▸ **Extracted data**:
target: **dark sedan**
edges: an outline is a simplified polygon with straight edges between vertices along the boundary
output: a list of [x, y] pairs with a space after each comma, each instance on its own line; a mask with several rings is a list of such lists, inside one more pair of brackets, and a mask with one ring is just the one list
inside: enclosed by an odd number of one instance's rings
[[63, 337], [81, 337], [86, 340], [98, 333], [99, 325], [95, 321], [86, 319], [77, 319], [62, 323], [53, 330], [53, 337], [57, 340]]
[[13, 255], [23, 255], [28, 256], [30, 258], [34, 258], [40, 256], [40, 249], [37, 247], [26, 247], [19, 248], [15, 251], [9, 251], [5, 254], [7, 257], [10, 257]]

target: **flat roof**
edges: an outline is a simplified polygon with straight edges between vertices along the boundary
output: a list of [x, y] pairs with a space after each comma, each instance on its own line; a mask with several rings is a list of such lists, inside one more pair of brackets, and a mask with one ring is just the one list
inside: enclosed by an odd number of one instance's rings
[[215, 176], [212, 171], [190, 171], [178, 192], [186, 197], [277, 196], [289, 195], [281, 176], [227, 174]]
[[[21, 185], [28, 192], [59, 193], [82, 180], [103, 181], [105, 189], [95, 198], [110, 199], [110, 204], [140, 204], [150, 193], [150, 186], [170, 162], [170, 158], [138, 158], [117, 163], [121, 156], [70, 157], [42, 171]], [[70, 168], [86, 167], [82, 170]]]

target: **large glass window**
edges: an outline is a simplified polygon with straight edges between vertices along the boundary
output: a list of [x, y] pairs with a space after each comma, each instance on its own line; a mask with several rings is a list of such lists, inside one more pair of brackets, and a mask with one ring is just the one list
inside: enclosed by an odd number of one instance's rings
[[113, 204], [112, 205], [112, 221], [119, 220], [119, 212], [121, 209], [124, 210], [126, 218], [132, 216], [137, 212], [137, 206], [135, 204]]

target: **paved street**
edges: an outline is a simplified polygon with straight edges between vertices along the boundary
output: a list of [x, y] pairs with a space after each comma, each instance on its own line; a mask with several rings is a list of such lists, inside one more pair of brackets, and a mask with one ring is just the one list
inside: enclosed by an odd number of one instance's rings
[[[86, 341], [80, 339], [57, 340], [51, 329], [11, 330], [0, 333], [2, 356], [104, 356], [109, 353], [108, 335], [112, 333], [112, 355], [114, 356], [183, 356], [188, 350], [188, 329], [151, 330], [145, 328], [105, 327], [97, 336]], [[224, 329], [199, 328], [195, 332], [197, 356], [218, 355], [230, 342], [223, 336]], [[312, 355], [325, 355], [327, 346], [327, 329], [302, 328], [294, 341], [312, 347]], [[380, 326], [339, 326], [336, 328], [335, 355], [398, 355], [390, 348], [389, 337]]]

▸ **Problem description**:
Convert all of the data above into a Markdown table with the columns Row and Text, giving each line its own numbered row and skipping blank lines.

▸ **Response**:
| Row | Text |
|---|---|
| 1 | target: **dark sedan** |
| 2 | edges: an outline is a simplified polygon with straight edges between vertices along the boundary |
| 3 | output: a list of [x, y] pairs with a space after each comma, each instance on its own line; a mask with several rings is a list of such lists, inside one more pair of brackets, and a mask with one ring is just the one list |
| 4 | inside: enclosed by an odd number of one instance's rings |
| 5 | [[63, 337], [81, 337], [86, 340], [98, 333], [99, 325], [95, 321], [86, 319], [77, 319], [62, 323], [53, 330], [53, 337], [57, 340]] |
| 6 | [[13, 255], [23, 255], [28, 256], [30, 258], [34, 258], [40, 256], [40, 249], [37, 247], [26, 247], [19, 248], [15, 251], [9, 251], [5, 254], [7, 257], [10, 257]] |
| 7 | target: **flat roof** |
| 8 | edges: an outline is a simplified polygon with straight edges between vertices along the boundary |
| 9 | output: a list of [x, y] pairs with a space after each comma, each instance on its own line; a mask with several rings is a list of such lists, inside one more pair of brackets, and a mask with one ring is just the one list |
| 10 | inside: enclosed by an odd number of one instance's rings |
| 11 | [[215, 176], [212, 171], [190, 171], [178, 192], [186, 197], [277, 196], [289, 195], [281, 176], [227, 174]] |
| 12 | [[[21, 185], [28, 192], [59, 193], [82, 180], [103, 181], [105, 189], [95, 198], [110, 199], [110, 204], [140, 204], [150, 193], [150, 186], [170, 162], [170, 158], [138, 158], [117, 163], [121, 156], [70, 157], [42, 171]], [[70, 168], [86, 167], [82, 170]]] |
| 13 | target: **large glass window** |
| 14 | edges: an outline is a simplified polygon with straight edges between vertices along the boundary |
| 15 | output: a list of [x, y] pairs with a space after each comma, each instance on its own line; a mask with several rings is a list of such lists, inside one more pair of brackets, and a mask with one ring is just the one list |
| 16 | inside: enclosed by an odd number of one instance's rings |
| 17 | [[113, 204], [112, 205], [112, 221], [119, 220], [119, 212], [121, 209], [124, 210], [126, 218], [132, 216], [137, 212], [137, 206], [135, 204]] |
| 18 | target: **paved street** |
| 19 | edges: an outline is a simplified polygon with straight edges between vertices along the boundary |
| 20 | output: a list of [x, y] pairs with a space after each comma, each instance on its own line; a mask with several rings is a list of such lists, inside one more pair of brackets, and a mask with one ring is just the one list |
| 21 | inside: enclosed by an odd number of one instance's rings |
| 22 | [[[86, 341], [80, 339], [57, 340], [51, 329], [11, 330], [0, 333], [2, 356], [104, 356], [109, 353], [108, 335], [112, 333], [112, 355], [114, 356], [183, 356], [188, 350], [188, 329], [151, 330], [145, 328], [105, 327], [97, 336]], [[224, 329], [199, 328], [195, 332], [197, 356], [218, 355], [230, 342], [223, 336]], [[312, 355], [325, 355], [327, 346], [327, 329], [302, 328], [294, 341], [312, 347]], [[380, 326], [339, 326], [336, 328], [335, 355], [398, 355], [390, 348], [389, 337]]] |